Glossary

action scripts

The set of scripts that determine how a resource is started, monitored, and stopped. There must be a set of action scripts specified for each resource type. The possible set of action scripts is: probe, exclusive, start, stop, monitor, and restart.

cluster

A collection of one or more cluster nodes coupled to each other by networks or other similar interconnections. A cluster is identified by a simple name; this name must be unique within the pool. A particular node may be a member of only one cluster.

cluster administrator

The person responsible for managing and maintaining a Linux FailSafe cluster.

cluster configuration database

Contains configuration information about all resources, resource types, resource groups, failover policies, nodes, and clusters.

cluster node

A single Linux image. Usually, a cluster node is an individual computer. The term node is also used in this guide for brevity.

control messages

Messages that cluster software sends between the cluster nodes to request operations on or distribute information about cluster nodes and resource groups. Linux FailSafe sends control messages for the purpose of ensuring nodes and groups remain highly available. Control messages and heartbeat messages are sent through a node's network interfaces that have been attached to a control network. A node can be attached to multiple control networks.

A node's control networks should not be set to accept control messages if the node is not a dedicated Linux FailSafe node. Otherwise, end users who run non-Linux FailSafe jobs on the machine can have their jobs killed unexpectedly when Linux FailSafe resets the node.

----------------------------------------

### What you should do
Reproduce word for word everything in the glossary from "The person responsible" down to "nodes, and clusters.".

### Supplied information
----------------------------------------

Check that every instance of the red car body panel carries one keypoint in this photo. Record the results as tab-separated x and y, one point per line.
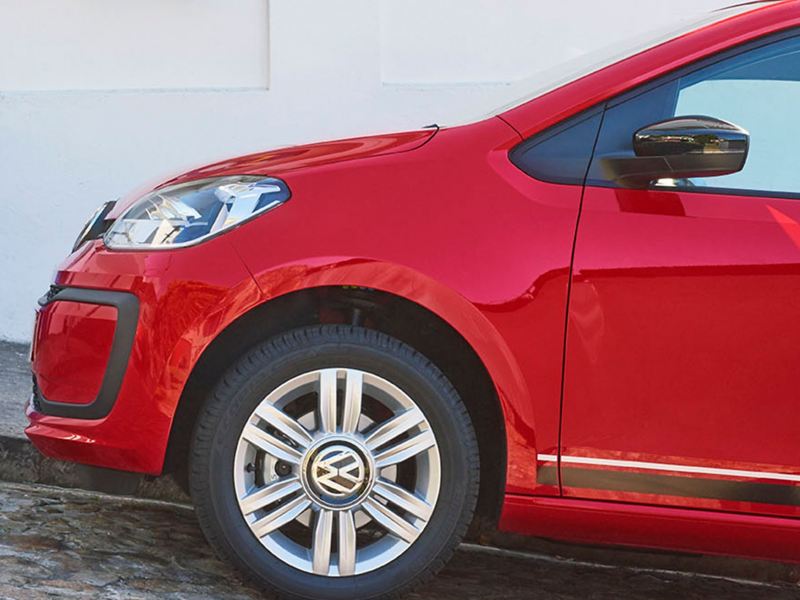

----------------------------------------

### Response
The person responsible for managing and maintaining a Linux FailSafe cluster.

cluster configuration database

Contains configuration information about all resources, resource types, resource groups, failover policies, nodes, and clusters.